:: Given instruction ::
Find each line in the items below that contains the string "potted" and copy those lines, treating uppercase and lowercase letters as different.

Entries for object locations in images:
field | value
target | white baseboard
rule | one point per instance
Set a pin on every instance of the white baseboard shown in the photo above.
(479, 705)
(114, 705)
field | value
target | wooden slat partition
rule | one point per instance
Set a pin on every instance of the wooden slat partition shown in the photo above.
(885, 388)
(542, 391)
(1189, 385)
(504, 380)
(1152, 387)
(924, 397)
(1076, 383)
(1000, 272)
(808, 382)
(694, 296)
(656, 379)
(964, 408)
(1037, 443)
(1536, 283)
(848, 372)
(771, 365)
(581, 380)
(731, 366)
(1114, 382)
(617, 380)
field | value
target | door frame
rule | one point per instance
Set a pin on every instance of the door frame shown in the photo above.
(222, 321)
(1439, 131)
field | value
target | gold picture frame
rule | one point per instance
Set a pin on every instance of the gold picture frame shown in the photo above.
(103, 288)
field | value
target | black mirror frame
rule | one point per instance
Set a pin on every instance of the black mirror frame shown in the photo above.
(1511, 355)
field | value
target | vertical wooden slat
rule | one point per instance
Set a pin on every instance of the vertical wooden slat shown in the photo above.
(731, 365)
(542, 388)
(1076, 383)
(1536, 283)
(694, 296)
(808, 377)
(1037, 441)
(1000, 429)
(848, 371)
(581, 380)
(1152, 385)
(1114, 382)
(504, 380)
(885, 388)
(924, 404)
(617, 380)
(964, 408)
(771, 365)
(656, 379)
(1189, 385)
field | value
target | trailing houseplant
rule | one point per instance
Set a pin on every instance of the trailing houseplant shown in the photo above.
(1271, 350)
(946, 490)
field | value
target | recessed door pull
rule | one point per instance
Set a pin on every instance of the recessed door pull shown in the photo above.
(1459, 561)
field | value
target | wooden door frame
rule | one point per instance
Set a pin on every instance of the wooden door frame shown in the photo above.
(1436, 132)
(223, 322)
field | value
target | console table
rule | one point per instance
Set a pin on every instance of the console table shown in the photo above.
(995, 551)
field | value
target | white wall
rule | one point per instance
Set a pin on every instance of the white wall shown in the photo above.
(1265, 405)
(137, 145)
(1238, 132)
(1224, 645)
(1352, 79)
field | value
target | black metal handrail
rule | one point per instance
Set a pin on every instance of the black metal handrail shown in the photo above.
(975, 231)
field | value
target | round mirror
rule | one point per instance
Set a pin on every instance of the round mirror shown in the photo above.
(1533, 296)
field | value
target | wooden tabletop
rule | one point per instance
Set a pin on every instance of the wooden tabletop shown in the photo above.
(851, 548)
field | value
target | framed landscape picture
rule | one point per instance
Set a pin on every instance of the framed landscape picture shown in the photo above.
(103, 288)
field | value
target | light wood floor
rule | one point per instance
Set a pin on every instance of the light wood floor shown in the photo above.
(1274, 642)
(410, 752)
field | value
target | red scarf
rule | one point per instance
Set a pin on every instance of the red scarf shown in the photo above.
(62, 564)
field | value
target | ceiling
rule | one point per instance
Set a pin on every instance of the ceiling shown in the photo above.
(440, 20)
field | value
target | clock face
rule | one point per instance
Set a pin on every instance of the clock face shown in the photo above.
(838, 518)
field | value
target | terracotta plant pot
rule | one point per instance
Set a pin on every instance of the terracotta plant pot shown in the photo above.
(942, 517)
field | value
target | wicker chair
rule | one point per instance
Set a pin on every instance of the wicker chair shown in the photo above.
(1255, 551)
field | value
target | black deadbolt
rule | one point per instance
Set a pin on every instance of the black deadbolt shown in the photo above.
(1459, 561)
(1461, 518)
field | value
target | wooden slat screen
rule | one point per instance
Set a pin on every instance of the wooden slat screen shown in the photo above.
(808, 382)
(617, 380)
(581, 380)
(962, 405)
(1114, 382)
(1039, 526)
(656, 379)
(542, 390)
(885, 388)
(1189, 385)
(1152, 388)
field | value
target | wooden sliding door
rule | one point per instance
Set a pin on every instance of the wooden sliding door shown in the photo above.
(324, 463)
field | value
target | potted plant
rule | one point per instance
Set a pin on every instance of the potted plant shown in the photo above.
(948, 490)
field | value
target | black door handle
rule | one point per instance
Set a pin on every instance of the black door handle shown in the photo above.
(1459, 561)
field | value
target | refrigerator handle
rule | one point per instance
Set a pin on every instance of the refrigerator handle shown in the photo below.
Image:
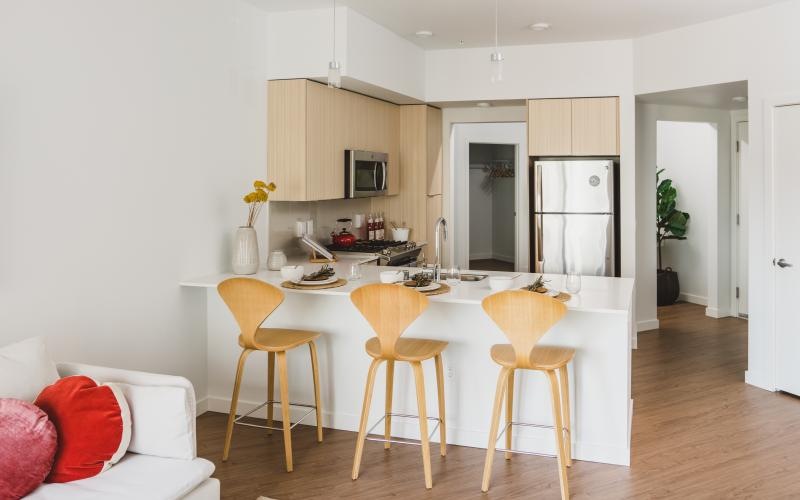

:: Exercise result ::
target | potted plant
Set a pin on every instance of the potted plant shown in the photo above.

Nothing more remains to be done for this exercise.